[Swift-user] Kickstart executable not found

Mihael Hategan hategan at mcs.anl.gov
Fri Aug 31 14:49:09 CDT 2007


On Fri, 2007-08-31 at 14:35 -0500, Jing Tie wrote:
> Hi Mihael,
> 
> OSG troubleshooting group would like to help me with some running
> issues on OSG sites. Is it possible for me to see the submit file that
> swift generated?

If you're referring to a condor submit file, then no, because Swift
doesn't use those. It makes a direct GRAM call.

You can however see the RSL specs that are submitted by adding the
following to etc/log4j.properties:
org.globus.cog.abstraction.impl.execution.gt2.JobSubmissionTaskHandler=DEBUG

The relevant information will then be in the log file. Grep for "RSL:".

———

__What this task involves__
Continue the Swift mailing-list reply above, starting after its last sentence.

__Material__
———

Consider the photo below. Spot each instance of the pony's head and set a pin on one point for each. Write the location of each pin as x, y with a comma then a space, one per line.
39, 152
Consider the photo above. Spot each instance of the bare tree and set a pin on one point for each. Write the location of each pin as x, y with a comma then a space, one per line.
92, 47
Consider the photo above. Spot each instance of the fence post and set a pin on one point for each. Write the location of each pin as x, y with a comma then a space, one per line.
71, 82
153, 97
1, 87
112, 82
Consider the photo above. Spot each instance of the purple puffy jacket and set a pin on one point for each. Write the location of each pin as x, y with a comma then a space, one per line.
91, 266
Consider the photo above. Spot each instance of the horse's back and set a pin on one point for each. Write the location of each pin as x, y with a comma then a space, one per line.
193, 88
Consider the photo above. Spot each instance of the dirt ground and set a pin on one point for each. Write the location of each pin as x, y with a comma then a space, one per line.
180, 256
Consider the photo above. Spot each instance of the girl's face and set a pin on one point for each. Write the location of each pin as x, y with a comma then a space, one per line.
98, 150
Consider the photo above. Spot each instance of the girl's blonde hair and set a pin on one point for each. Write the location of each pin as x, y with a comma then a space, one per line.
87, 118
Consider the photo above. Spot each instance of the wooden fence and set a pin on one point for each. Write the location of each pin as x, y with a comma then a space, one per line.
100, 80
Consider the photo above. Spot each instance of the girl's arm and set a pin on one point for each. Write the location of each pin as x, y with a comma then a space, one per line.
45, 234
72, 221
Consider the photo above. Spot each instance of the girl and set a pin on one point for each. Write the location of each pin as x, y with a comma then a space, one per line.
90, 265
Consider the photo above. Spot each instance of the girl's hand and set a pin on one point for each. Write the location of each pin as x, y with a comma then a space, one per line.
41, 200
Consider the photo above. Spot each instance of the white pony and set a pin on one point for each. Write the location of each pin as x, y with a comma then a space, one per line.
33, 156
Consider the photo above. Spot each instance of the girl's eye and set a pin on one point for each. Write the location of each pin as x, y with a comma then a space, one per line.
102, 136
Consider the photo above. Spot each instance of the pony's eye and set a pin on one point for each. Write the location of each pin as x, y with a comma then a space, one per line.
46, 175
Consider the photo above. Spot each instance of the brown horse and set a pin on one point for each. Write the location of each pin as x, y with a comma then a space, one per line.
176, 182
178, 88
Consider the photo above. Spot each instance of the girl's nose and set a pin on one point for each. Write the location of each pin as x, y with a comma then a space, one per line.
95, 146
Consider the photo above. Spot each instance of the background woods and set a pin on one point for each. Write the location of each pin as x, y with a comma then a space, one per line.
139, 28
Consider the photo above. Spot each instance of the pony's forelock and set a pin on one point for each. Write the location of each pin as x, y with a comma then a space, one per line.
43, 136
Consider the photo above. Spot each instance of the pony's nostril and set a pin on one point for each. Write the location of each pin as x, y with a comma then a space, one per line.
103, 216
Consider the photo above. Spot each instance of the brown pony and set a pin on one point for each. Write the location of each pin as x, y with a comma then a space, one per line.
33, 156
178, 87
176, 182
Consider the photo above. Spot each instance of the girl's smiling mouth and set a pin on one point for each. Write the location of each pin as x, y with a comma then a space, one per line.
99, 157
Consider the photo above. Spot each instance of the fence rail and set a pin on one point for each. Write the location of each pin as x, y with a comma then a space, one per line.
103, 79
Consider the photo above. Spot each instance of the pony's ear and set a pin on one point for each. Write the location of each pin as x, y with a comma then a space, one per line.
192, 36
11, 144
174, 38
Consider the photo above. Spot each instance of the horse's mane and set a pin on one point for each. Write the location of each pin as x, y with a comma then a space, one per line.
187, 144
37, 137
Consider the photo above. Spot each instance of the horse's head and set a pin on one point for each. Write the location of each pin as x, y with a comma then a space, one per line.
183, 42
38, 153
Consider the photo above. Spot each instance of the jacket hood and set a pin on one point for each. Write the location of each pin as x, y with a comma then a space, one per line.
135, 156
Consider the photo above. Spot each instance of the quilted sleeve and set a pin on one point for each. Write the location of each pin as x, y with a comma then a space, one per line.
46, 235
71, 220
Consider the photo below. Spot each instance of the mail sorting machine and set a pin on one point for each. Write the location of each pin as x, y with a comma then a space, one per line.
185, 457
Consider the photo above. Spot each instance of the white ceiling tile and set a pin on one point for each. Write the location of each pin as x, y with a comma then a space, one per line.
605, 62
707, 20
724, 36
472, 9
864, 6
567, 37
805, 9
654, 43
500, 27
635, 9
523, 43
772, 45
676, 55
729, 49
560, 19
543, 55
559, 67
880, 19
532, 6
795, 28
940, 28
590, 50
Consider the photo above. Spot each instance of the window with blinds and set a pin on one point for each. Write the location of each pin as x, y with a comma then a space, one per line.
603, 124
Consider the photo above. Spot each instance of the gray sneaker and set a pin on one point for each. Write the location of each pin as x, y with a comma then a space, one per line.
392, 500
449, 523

———

__Answer to the exercise__
You can also try the following incantation for the OSG troubleshooting
group: "An empty string argument is not the same as no argument. Please
make sure empty string arguments make it to the executable."

Mihael


> 
> Thanks,
> Jing
> 
> On 8/31/07, Mihael Hategan <hategan at mcs.anl.gov> wrote:
> > On Fri, 2007-08-31 at 13:10 -0500, Jing Tie wrote:
> > > Hi Michael,
> > >
> > > You said that this problem is caused by condor's bug. But the site
> > > GLOW(see below) can run the job successfully with condor jobmanager.
> > > Could you explain this?
> >
> > I can't. Perhaps this site has the problem fixed in some way.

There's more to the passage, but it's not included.